------ PAGE TEXT ------

Never mind that I'm not sure that these SSDs are particular well suited for Ceph, your problem is clearly located on that one node.
Not that I think it's the case, but make sure your PG distribution is not skewed with many more PGs per OSD on that node.
Once you rule that out my first guess is the RAID controller, you're running the SSDs are single RAID0s I presume? If so a either configuration difference or a failed BBU on the controller could result in the writeback cache being disabled, which would explain things beautifully.
As for a temporary test/fix (with reduced redundancy of course), set noout (or mon_osd_down_out_subtree_limit accordingly) and turn the slow host off.
This should result in much better performance than you have now and of course be the final confirmation of that host being the culprit.
Christian
On Thu, Oct 19, 2017 at 3:55 PM, Jean-Charles Lopez <jelopez@xxxxxxxxxx> wrote:
Hi Russell,
as you have 4 servers, assuming you are not doing EC pools, just stop all the OSDs on the second questionable server, mark the OSDs on that server as out, let the cluster rebalance and when all PGs are active+clean just replay the test.
All IOs should then go only to the other 3 servers.
JC
On Oct 19, 2017, at 13:49, Russell Glaue <rglaue@xxxxxxxx> wrote:
No, I have not ruled out the disk controller and backplane making the disks slower. Is there a way I could test that theory, other than swapping out hardware? -RG
On Thu, Oct 19, 2017 at 3:44 PM, David Turner <drakonstein@xxxxxxxxx> wrote:
Have you ruled out the disk controller and backplane in the server running slower?
On Thu, Oct 19, 2017 at 4:42 PM Russell Glaue <rglaue@xxxxxxxx> wrote:
I ran the test on the Ceph pool, and ran atop on all 4 storage servers, as suggested.
Out of the 4 servers: 3 of them performed with 17% to 30% disk %busy, and 11% CPU wait. Momentarily spiking up to 50% on one server, and 80% on another The 2nd newest server was almost averaging 90% disk %busy and 150% CPU wait. And more than momentarily spiking to 101% disk busy and 250% CPU wait. For this 2nd newest server, this was the statistics for about 8 of 9 disks, with the 9th disk not far behind the others.
I cannot believe all 9 disks are bad They are the same disks as the newest 1st server, Crucial_CT960M500SSD1, and same exact server hardware too. They were purchased at the same time in the same purchase order and arrived at the same time. So I cannot believe I just happened to put 9 bad disks in one server, and 9 good ones in the other.

------ INFORMATION GIVEN ------

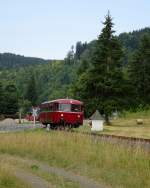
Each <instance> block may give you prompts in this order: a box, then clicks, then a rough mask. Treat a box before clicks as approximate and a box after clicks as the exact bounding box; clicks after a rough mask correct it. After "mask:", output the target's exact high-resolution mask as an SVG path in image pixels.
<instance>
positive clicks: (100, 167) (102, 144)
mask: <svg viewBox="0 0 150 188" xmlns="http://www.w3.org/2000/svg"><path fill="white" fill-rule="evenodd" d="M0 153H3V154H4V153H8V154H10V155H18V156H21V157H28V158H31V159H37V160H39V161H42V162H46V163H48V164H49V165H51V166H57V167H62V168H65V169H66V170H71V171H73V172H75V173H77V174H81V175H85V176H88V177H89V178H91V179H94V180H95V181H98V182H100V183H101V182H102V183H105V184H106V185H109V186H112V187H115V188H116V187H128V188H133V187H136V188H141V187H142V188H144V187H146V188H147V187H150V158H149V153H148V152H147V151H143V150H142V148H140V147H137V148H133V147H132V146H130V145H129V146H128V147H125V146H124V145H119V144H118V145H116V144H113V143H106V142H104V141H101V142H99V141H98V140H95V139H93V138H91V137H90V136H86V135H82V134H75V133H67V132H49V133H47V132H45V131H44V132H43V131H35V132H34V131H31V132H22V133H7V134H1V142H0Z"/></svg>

------
------ INFORMATION GIVEN ------

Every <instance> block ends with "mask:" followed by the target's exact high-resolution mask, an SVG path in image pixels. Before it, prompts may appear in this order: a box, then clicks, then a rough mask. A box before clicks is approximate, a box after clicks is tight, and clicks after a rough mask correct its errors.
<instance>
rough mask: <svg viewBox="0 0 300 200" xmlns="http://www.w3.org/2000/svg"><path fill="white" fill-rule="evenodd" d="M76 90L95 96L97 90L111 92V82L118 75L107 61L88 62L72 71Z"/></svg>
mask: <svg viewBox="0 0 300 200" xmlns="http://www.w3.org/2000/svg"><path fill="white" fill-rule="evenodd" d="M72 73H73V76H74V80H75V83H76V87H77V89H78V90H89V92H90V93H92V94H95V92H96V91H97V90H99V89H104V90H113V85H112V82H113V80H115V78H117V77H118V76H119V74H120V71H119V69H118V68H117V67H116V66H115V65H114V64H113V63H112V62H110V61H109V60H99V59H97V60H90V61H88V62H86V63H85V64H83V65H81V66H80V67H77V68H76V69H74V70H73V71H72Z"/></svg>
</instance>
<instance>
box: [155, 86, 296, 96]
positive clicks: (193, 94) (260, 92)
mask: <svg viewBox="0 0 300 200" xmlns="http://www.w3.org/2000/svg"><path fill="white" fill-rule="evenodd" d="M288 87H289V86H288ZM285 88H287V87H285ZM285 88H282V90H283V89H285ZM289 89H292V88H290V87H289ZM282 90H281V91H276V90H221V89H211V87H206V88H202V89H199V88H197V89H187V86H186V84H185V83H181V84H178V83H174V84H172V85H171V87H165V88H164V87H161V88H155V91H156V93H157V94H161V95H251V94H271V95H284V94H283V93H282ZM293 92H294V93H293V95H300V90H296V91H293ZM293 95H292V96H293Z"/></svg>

------
------ INFORMATION GIVEN ------

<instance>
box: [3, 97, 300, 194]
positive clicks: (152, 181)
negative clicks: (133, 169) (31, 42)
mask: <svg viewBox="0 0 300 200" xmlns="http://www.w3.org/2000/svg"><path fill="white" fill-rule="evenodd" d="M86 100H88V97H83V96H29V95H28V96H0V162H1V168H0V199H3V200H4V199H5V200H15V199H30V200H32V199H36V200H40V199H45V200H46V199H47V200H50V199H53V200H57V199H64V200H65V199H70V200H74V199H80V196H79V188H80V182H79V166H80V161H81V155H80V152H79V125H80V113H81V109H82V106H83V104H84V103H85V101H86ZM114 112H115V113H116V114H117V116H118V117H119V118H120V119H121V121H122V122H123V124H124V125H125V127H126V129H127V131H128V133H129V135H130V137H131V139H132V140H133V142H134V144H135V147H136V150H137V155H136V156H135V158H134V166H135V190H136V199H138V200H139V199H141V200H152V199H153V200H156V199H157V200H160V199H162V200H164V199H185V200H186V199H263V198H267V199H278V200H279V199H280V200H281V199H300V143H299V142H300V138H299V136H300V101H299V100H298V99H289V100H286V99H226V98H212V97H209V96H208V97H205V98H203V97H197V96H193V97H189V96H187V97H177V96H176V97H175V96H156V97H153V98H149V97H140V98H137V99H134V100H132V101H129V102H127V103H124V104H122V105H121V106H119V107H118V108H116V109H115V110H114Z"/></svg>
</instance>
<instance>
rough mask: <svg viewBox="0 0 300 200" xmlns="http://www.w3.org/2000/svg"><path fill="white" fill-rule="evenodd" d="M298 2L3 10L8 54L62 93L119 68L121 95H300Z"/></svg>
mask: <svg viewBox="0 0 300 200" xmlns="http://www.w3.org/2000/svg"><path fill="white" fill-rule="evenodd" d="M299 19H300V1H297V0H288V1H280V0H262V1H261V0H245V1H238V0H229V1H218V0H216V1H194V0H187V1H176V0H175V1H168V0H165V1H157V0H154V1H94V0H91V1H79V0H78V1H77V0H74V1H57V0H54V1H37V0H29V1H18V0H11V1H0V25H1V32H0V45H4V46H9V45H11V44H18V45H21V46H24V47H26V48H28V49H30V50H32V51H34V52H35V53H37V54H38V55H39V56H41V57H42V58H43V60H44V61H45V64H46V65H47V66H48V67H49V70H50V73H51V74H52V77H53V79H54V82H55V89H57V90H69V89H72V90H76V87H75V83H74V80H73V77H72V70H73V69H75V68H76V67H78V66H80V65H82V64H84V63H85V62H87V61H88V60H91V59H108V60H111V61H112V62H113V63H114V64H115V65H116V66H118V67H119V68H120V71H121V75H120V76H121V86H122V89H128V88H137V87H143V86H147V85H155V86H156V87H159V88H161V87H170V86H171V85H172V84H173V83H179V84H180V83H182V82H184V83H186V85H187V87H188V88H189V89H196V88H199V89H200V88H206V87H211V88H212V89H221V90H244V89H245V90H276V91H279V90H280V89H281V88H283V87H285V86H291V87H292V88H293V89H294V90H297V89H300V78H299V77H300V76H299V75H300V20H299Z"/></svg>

------

◆ EXERCISE TASKS ◆
A. In the Ceph email thread, what model are the SSDs in the newest server and the 2nd newest server?
B. List everyone who wrote a message in the Ceph email thread.
C. Write the next part of the Ceph email thread, starting after its last sentence.

◆ ANSWERS BELOW ◆
A. Crucial_CT960M500SSD1

B. Christian, Jean-Charles Lopez, Russell Glaue, David Turner

C.
I know I have Ceph configured exactly the same on all servers And I am sure I have the hardware settings configured exactly the same on the 1st and 2nd servers. So if I were someone else, I would say it maybe is bad hardware on the 2nd server. But the 2nd server is running very well without any hint of a problem.
Any other ideas or suggestions?
-RG
On Wed, Oct 18, 2017 at 3:40 PM, Maged Mokhtar <mmokhtar@xxxxxxxxxxx> wrote:
just run the same 32 threaded rados test as you did before and this time run atop while the test is running looking for %busy of cpu/disks. It should give an idea if there is a bottleneck in them.
On 2017-10-18 21:35, Russell Glaue wrote:
I cannot run the write test reviewed at the ceph-how-to-test-if-your-s sd-is-suitable-as-a-journal-device blog. The tests write directly to the raw disk device. Reading an infile (created with urandom) on one SSD, writing the outfile to another osd, yields about 17MB/s. But Isn't this write speed limited by the speed in which in the dd infile can be read? And I assume the best test should be run with no other load.
How does one run the rados bench "as stress"?
-RG
On Wed, Oct 18, 2017 at 1:33 PM, Maged Mokhtar <mmokhtar@xxxxxxxxxxx> wrote:
measuring resource load as outlined earlier will show if the drives are performing well or not. Also how many osds do you have ?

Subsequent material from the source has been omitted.